Oxychalepus posticatus

Scientific classification
- Kingdom: Animalia
- Phylum: Arthropoda
- Class: Insecta
- Order: Coleoptera
- Suborder: Polyphaga
- Infraorder: Cucujiformia
- Family: Chrysomelidae
- Genus: Oxychalepus
- Species: O. posticatus
- Binomial name: Oxychalepus posticatus (Baly, 1885)
- Synonyms: Chalepus posticatus Baly, 1885;

= Oxychalepus posticatus =

- Genus: Oxychalepus
- Species: posticatus
- Authority: (Baly, 1885)
- Synonyms: Chalepus posticatus Baly, 1885

Species of beetle

Oxychalepus posticatus is a species of beetle of the family Chrysomelidae. It is found in Brazil, Costa Rica, Nicaragua and Panama.

**Parts of the exercise:**
[1] Reproduce the Oxychalepus posticatus entry word for word, beginning at the words "- Synonyms: Chalepus posticatus Baly, 1885;" and stopping after "Nicaragua and Panama.".
[2] Take the Oxychalepus posticatus entry further by writing on from its last sentence.

(Free-text object descriptions)
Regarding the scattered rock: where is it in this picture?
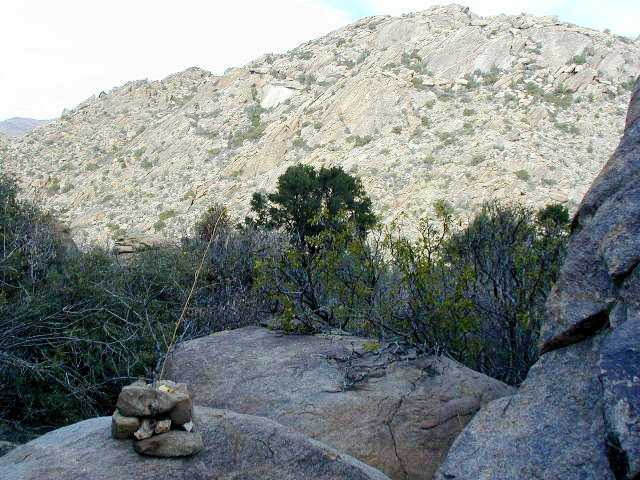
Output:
[111,409,141,438]
[116,383,189,416]
[153,418,171,435]
[0,407,388,480]
[167,327,513,479]
[133,418,156,440]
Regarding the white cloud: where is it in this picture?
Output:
[0,0,351,119]
[0,0,640,119]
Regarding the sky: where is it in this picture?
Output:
[0,0,640,121]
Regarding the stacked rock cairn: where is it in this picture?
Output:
[111,380,204,457]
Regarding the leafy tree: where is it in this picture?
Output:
[249,165,376,252]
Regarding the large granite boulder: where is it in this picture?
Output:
[167,327,513,479]
[436,79,640,480]
[0,407,388,480]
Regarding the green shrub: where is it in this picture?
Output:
[567,55,587,65]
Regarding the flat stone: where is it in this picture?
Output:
[0,407,389,480]
[157,380,193,426]
[116,384,189,417]
[111,409,140,438]
[133,430,204,457]
[167,327,514,480]
[133,418,155,440]
[434,335,615,480]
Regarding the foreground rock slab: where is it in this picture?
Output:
[167,327,513,479]
[133,430,204,457]
[436,336,615,480]
[0,408,388,480]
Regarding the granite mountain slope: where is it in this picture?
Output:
[0,117,51,137]
[0,5,640,243]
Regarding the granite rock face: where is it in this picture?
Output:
[436,78,640,480]
[436,335,615,480]
[0,5,640,244]
[0,408,388,480]
[133,430,204,458]
[167,327,513,479]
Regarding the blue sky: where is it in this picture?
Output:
[0,0,640,120]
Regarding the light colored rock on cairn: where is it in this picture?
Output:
[111,380,204,457]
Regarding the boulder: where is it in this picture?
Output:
[435,336,615,480]
[0,408,388,480]
[167,327,513,479]
[133,430,204,458]
[435,79,640,480]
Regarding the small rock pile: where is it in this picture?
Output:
[111,380,204,457]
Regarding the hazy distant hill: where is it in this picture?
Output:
[0,2,640,243]
[0,117,51,137]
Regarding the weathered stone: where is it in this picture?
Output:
[167,327,513,479]
[111,409,140,438]
[133,430,204,457]
[540,76,640,352]
[116,384,188,417]
[133,418,156,440]
[435,335,615,480]
[600,306,640,479]
[0,441,18,457]
[153,418,171,435]
[0,407,388,480]
[157,380,193,426]
[0,5,640,248]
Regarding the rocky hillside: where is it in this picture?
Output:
[0,6,640,243]
[0,117,51,137]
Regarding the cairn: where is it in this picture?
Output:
[111,380,204,457]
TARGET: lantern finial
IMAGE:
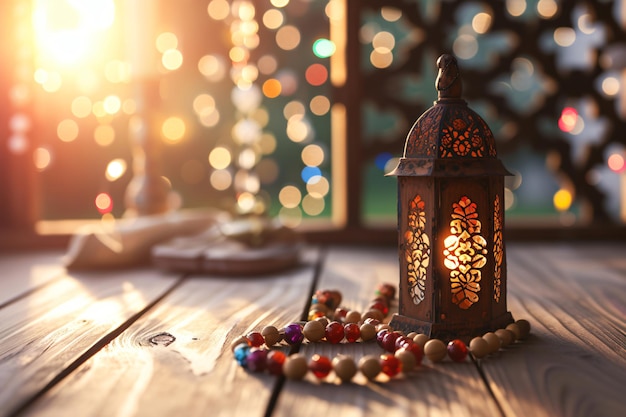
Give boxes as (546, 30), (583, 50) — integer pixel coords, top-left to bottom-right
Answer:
(435, 54), (463, 100)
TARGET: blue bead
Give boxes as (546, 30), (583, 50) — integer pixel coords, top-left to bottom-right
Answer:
(285, 323), (304, 345)
(233, 343), (250, 368)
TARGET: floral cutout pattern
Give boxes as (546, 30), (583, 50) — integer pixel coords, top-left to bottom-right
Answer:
(493, 195), (504, 303)
(404, 195), (430, 305)
(440, 114), (485, 158)
(443, 196), (487, 310)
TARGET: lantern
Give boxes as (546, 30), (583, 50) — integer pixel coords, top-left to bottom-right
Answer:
(388, 55), (513, 339)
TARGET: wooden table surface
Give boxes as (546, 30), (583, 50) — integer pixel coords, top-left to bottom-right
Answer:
(0, 243), (626, 417)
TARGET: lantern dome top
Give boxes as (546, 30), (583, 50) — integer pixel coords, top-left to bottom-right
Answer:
(388, 54), (510, 176)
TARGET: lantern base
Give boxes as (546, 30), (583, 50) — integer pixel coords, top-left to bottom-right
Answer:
(389, 311), (514, 343)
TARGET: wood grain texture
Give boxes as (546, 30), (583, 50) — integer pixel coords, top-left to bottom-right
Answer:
(0, 271), (174, 416)
(20, 249), (317, 417)
(482, 245), (626, 417)
(0, 244), (626, 417)
(272, 248), (500, 417)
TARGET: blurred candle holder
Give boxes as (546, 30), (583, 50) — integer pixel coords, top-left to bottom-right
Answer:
(125, 80), (171, 216)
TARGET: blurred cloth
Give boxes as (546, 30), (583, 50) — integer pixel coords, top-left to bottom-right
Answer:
(64, 211), (303, 275)
(64, 210), (224, 270)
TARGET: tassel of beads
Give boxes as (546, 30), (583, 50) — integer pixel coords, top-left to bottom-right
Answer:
(231, 284), (530, 382)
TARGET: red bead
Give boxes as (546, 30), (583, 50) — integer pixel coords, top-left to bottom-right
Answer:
(267, 350), (287, 375)
(309, 354), (333, 379)
(396, 336), (414, 350)
(246, 332), (265, 347)
(376, 329), (389, 349)
(447, 339), (468, 362)
(325, 321), (344, 344)
(333, 308), (348, 323)
(370, 301), (389, 316)
(343, 323), (361, 343)
(402, 342), (424, 366)
(377, 284), (396, 300)
(383, 332), (401, 353)
(380, 353), (402, 378)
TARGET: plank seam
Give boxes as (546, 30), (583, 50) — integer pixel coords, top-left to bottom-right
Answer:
(7, 274), (189, 417)
(264, 244), (328, 417)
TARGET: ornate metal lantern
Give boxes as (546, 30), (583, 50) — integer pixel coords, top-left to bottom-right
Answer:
(389, 55), (513, 339)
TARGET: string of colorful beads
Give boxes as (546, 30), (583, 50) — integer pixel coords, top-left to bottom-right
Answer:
(231, 284), (530, 382)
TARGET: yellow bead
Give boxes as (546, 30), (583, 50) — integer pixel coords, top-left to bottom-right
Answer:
(359, 355), (380, 380)
(360, 323), (376, 341)
(313, 317), (330, 328)
(283, 353), (309, 380)
(483, 332), (502, 354)
(261, 326), (282, 346)
(393, 348), (417, 373)
(424, 339), (448, 363)
(344, 310), (361, 323)
(413, 333), (430, 350)
(362, 308), (385, 321)
(333, 355), (357, 382)
(469, 337), (489, 359)
(495, 329), (515, 348)
(302, 321), (325, 343)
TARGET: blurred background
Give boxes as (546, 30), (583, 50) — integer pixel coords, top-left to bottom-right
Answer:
(0, 0), (626, 243)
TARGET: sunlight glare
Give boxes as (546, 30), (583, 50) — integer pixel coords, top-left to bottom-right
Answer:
(33, 0), (115, 65)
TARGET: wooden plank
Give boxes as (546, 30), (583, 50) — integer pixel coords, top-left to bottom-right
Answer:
(482, 245), (626, 417)
(0, 270), (175, 416)
(272, 248), (500, 417)
(20, 249), (317, 417)
(0, 252), (65, 308)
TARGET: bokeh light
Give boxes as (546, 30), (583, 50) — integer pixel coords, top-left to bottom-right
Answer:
(276, 25), (301, 51)
(313, 38), (337, 58)
(558, 107), (578, 132)
(161, 116), (186, 143)
(94, 193), (113, 214)
(553, 189), (572, 211)
(304, 64), (328, 86)
(209, 146), (232, 169)
(278, 185), (302, 208)
(300, 144), (324, 167)
(105, 158), (127, 181)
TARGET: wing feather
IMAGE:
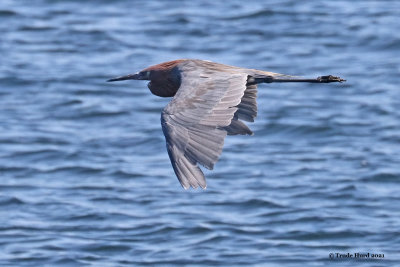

**Responses by task:**
[1]
- Synonyms: Chalepus posticatus Baly, 1885;

= Oxychalepus posticatus =

- Genus: Oxychalepus
- Species: posticatus
- Authority: (Baly, 1885)
- Synonyms: Chalepus posticatus Baly, 1885

Species of beetle

Oxychalepus posticatus is a species of beetle of the family Chrysomelidae. It is found in Brazil, Costa Rica, Nicaragua and Panama.

[2]
==Description==
Adults reach a length of about 10–11.6 mm. They have black antennae and legs. The head is also black, but with an orangish spot. The pronotum is orangish with a black medial vitta and the elytron is orangish with basal black sutural vitta. The apical one-fourth is also black.

==Biology==
They have been recorded feeding on Cassia oxyphylla, Cassia hayesiana and Cassia fruticosa.